Start Records for this task

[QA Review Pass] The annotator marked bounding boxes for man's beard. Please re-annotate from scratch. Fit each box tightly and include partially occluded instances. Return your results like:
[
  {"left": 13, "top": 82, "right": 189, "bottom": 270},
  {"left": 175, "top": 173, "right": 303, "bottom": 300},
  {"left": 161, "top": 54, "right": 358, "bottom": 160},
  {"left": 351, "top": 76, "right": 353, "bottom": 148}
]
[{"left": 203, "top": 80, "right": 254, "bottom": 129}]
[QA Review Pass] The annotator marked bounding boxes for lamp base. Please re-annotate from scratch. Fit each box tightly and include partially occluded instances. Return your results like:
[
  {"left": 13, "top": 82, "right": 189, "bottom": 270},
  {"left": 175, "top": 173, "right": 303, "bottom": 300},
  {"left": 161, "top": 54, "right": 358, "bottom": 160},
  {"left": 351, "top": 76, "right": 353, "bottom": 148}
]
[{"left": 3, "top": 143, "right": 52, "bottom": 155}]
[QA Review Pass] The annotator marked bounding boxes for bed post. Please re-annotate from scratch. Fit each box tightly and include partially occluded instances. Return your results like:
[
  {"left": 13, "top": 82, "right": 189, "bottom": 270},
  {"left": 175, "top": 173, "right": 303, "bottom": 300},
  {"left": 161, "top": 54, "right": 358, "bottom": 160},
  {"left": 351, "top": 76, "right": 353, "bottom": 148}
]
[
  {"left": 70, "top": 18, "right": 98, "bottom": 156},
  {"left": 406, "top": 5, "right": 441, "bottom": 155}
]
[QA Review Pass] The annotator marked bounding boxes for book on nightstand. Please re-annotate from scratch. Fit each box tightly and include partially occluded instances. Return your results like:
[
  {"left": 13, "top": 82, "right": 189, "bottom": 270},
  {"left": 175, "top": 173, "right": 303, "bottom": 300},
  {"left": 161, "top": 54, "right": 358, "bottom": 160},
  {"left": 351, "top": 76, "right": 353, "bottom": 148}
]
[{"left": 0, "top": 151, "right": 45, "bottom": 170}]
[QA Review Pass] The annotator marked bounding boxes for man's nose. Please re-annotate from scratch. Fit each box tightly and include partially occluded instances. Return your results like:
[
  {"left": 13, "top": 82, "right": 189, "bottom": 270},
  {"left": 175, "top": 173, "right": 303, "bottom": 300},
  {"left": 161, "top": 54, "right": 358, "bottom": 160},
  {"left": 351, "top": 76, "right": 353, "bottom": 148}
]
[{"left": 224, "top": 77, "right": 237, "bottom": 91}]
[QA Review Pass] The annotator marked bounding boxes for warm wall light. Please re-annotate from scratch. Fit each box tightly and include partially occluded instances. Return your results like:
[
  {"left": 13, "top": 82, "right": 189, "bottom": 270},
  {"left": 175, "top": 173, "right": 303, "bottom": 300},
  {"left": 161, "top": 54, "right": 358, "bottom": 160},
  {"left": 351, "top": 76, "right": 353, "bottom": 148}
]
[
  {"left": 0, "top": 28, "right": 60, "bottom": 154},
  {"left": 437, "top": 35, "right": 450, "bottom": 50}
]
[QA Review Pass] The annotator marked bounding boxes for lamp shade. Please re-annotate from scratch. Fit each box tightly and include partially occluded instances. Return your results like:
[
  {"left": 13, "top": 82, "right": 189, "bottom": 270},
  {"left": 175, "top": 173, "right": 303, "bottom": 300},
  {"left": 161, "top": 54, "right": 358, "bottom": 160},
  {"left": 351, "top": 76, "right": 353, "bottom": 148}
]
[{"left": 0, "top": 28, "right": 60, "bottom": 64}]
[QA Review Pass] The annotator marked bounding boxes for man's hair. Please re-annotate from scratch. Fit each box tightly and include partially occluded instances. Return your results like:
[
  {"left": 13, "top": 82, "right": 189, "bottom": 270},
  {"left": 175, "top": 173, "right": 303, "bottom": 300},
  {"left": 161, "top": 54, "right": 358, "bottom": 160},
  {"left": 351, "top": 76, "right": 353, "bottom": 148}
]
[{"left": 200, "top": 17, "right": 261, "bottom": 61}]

End Records for this task
Start Records for this task

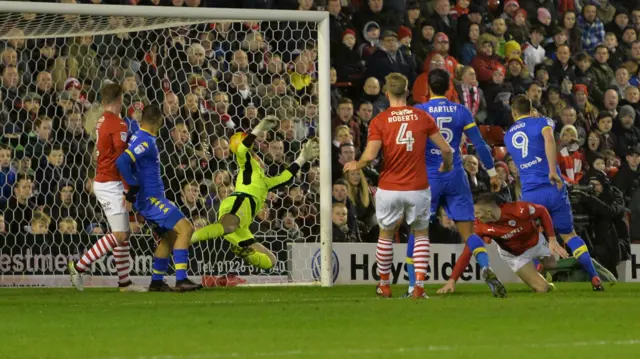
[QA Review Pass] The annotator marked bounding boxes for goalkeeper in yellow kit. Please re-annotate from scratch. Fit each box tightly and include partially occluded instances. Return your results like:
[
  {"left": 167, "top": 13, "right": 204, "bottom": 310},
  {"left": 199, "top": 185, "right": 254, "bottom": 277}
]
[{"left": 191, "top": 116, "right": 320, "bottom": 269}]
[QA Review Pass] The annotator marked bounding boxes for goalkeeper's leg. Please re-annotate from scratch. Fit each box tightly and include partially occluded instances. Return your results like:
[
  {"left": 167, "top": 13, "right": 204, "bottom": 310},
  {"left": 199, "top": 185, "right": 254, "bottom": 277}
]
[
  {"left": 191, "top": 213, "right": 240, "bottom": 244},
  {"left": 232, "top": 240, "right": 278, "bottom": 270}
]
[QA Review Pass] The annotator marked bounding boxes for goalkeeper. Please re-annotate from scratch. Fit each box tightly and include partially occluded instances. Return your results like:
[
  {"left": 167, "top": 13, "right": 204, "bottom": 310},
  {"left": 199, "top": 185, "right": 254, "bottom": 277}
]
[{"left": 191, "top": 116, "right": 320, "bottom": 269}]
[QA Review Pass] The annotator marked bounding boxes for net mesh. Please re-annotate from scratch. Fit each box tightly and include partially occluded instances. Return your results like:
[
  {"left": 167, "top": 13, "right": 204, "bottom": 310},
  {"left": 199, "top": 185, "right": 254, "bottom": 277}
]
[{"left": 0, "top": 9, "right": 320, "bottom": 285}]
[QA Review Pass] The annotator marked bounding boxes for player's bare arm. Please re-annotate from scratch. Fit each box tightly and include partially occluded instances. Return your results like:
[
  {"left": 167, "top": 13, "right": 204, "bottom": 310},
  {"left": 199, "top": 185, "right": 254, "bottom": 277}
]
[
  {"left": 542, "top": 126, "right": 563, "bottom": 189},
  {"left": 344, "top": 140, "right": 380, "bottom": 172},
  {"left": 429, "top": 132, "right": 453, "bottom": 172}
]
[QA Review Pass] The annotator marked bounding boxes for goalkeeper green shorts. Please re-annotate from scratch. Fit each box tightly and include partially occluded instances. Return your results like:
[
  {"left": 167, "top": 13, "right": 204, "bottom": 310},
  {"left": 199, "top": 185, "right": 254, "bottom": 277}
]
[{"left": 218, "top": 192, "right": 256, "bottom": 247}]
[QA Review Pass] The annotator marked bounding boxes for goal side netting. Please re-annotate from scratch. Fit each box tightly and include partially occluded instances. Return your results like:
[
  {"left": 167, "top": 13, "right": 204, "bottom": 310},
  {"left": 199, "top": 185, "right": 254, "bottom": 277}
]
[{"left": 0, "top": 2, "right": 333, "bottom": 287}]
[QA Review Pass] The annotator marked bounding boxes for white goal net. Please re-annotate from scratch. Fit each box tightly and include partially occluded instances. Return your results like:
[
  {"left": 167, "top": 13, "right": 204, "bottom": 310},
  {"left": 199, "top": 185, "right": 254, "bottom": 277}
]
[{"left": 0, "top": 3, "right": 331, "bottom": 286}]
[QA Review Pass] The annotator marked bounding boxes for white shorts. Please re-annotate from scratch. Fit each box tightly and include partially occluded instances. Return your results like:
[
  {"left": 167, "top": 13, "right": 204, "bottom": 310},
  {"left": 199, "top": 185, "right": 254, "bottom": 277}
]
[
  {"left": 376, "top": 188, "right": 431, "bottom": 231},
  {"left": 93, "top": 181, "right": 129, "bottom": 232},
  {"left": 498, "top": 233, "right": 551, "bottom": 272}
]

End Records for this task

### [Aim of the task]
Copy out every line of the listing above that contains the word "shorts". Case counts, so include only lines where the capitalization matches.

### [Task result]
[QA Review Pass] The annotator marked bounding boxes for goalkeeper green shorts. Please re-annotate from scratch. Fit each box tightly and include partially occluded instances. Return your results like:
[QA Review Pass] The annotator marked bounding boxes for white shorts. Please re-annotate from scratch. Fit each box tightly and include partially occluded instances. Return your results like:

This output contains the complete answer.